== CONSIGNES ==
1. Condensez sous forme de liste le paragraphe de l'extrait sur les toits et le climat qui commence par « Première réalisation en 2008 », en conservant ses faits essentiels.
2. Dans l'extrait sur les toits et le climat, quels autres usages des toits plats sont cités pour s'attaquer au changement climatique ?
3. Poursuivez l'extrait sur les toits et le climat à partir de sa dernière phrase.

== TEXTE PRÉSENTÉ ==
****************************************
Halte là ! On ne va pas peindre tous les toits en blanc ! Paris, Lyon, Marseille, ne sont pas Alger la blanche. Et surtout la ville rose. Nos centres anciens n’offrent pas toujours, il s’en faut, des toits horizontaux faciles à peindre, les villes ont des couleurs qui font leur charme et qui contribuent à leur attractivité. Il faut trouver autre chose.
La voirie, pourquoi doit-elle être sombre ? Des sols clairs, sur les trottoirs, les chaussées, les espaces publics, pourrait apporter leur contribution. Nous pourrions même, Henry Ford se retournerait dans sa tombe, interdire les voitures noires au profit des blanches. Un peu d’imagination, et explorons les jeux de couleur partout où cela est possible, bien au-delà des toits. Il y a d’ailleurs bien d’autres usages des toits plats, pour s’attaquer au changement climatique. La végétalisation, la pose de capteurs solaires par exemple.
Les grandes surfaces seraient les premières visées, et il serait dommage que toutes les surfaces horizontales qui ne se voient pas du sol ne soient pas aménagées en fonction de l’objectif climatique. Même celles qui se voient pourraient être mises à contribution. Les églises ont des toits immenses, bien orientés pour la moitié d’entre eux. Les nefs tournées vers Jérusalem, plein est, offrent des toits plein sud, sans ombre compte tenu de leur hauteur, idéal pour collecter de l’énergie solaire.
Première réalisation en 2008, à Leutenheim, dans le Bas-Rhin, après la constatation de la précarité qui caractérisait à la fois le toit de l’église et les finances communales. Comment faire les travaux et préserver le patrimoine de ce village de 900 habitants, sans mettre en péril son équilibre budgétaire ? Au lieu de refaire le toit en tuiles, la face sud a été couverte de capteurs photovoltaïques, 260 m² exactement. L’électricité vendue a permis de rembourser en quinze ans l’emprunt nécessaire. L’exemple était venu de haut, de très haut même : le toit de la salle Paul VI au Vatican, de 5 000 m², a lui-même été couvert de 2 400 panneaux photovoltaïques, capables de chauffer, rafraîchir, éclairer la salle et ses 6 300 places. Le Dieu Soleil à l’honneur à Rome, un vrai miracle œcuménique. Le climat au secours de la prière, l’intensité est bien en marche !
****************************************
== INFORMATIONS EXTRAITES ==
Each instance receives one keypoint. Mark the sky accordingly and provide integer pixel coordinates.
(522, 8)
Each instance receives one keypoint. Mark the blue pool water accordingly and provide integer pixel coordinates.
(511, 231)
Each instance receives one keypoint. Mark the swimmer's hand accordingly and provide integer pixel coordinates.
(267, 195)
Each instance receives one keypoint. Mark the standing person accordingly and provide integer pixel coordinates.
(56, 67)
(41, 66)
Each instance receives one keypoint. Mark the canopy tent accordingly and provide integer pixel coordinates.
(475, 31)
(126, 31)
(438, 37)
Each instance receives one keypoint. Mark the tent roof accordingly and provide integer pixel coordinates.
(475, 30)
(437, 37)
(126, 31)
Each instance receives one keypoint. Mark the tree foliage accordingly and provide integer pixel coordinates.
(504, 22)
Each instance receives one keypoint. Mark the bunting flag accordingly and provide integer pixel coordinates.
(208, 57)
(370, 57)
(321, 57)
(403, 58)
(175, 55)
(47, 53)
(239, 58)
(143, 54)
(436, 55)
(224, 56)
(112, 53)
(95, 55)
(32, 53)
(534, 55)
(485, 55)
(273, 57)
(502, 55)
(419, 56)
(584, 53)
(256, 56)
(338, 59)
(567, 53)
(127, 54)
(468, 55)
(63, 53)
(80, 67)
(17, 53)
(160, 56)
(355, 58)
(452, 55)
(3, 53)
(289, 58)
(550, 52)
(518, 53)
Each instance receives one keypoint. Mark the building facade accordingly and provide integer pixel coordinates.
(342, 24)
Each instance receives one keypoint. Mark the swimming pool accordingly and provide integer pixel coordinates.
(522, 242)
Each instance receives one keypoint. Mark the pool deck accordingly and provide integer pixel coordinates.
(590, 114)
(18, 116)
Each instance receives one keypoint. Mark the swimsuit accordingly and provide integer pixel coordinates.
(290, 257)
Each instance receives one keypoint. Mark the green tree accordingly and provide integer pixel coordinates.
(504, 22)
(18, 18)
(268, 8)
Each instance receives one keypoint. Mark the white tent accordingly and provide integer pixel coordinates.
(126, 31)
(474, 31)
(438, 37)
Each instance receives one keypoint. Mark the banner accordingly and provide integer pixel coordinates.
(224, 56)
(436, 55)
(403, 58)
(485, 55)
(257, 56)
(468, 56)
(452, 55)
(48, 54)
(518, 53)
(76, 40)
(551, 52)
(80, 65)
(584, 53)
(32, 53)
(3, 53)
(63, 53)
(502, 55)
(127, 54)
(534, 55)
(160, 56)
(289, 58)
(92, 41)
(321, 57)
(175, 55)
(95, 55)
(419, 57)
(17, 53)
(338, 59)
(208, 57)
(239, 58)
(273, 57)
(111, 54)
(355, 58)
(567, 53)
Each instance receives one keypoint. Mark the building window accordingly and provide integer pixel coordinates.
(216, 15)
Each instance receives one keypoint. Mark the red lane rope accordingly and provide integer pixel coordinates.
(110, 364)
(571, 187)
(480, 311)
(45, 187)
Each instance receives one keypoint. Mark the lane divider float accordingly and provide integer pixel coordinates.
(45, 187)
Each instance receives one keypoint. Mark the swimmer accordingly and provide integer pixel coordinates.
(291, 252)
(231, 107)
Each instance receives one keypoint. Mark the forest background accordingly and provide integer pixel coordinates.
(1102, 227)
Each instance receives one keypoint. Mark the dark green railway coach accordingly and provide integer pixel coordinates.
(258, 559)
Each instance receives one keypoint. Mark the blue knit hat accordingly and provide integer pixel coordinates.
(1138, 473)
****************************************
== RÉPONSES ==
1.
- En 2008, à Leutenheim (Bas-Rhin), village de 900 habitants, le toit de l'église et les finances communales étaient précaires.
- Au lieu de refaire le toit en tuiles, on a couvert sa face sud de 260 m² de capteurs photovoltaïques.
- La vente de l'électricité a permis de rembourser l'emprunt en quinze ans.
- L'exemple venait du Vatican : le toit de 5 000 m² de la salle Paul VI porte 2 400 panneaux photovoltaïques, qui chauffent, rafraîchissent et éclairent la salle et ses 6 300 places.

2. La végétalisation et la pose de capteurs solaires.

3.
Il n’y a pas que les toits. Rappelez-vous, lors de l’exposition universelle de Séville, en 1992, nous avions vu des brumisateurs pour refroidir l’atmosphère. De fines gouttelettes pulvérisées dans l’air et qui produisent du froid en s’évaporant. L’évaporation a besoin de chaleur, qu’elle ponctionne sur l’air ambiant. Un phénomène bien connu dans les villages méridionaux, où il est d’usage de jeter de l’eau sur le sol en fin d’après-midi sur les places où l’on se retrouve au frais. Un frais procuré par cette eau bienfaitrice, mais aussi par les platanes ou les arbres quels qu’ils soient, et leur ombre bienveillante.
La végétation rafraîchit doublement : par son ombre et par l’humidité qu’elle dégage. C’est l’évapotranspiration. L’eau encore elle, sous une autre forme, sans que l’on ait besoin d’arroser ou de vaporiser. C’est la nature qui fait le travail. Encore faut-il que les arbres puissent pomper l’eau du sol, et que les sols aient pu en stocker. On retrouve alors un autre aspect du problème : l’imperméabilisation des sols.
Des sols très compacts ou couverts d’asphalte, de goudron ou de béton, ne peuvent plus absorber l’eau du ciel, et encore moins en constituer des réserves pour l’été. Des sols imperméables, en plus sombres le plus souvent. Au lieu d’absorber l’eau, ils absorbent de la chaleur sous l’effet du rayonnement du soleil. Tout faux. Nous savons aujourd’hui rendre les sols plus perméables, y compris avec des trames dures pour permettre la circulation si nécessaire. Les documents d’urbanisme à la disposition des collectivités leur donnent le pouvoir d’imposer des taux de perméabilité selon les situations. Les villes peuvent aussi utiliser les plans d’eau pour récupérer de l’eau pluviale, des réserves bien utiles en cas de sécheresse.
L’eau et la végétation au secours du climat, ce n’est pas un scoop, mais la mise en pratique n’est pas si simple. La proximité de l’eau est une bénédiction, sauf en cas d’orages violents et d’inondations, que le changement climatique nous promet plus fréquents. La densité des centres urbains ne permet guère l’implantation de nouveaux espaces verts, de nouveaux plans d’eau là où il y en aurait le plus besoin. Il est bien sûr possible de trouver des interstices ici ou là, ou de mobiliser des murs verticaux là où la surface horizontale est rare. Les murs végétalisés offrent une source de fraîcheur, notamment sur les parois ouest qui recueillent toute la chaleur du soleil en fin d’après-midi.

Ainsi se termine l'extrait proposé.